**WHAT YOU ARE ASKED TO DO:** Render every line of the material below as a Markdown table with two columns, Row and Line. Number the rows in order and skip any blank lines.

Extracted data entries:
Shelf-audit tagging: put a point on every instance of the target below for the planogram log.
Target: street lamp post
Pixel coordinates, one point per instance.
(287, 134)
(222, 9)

**EXERCISE SOLUTION:**
| Row | Line |
|---|---|
| 1 | Shelf-audit tagging: put a point on every instance of the target below for the planogram log. |
| 2 | Target: street lamp post |
| 3 | Pixel coordinates, one point per instance. |
| 4 | (287, 134) |
| 5 | (222, 9) |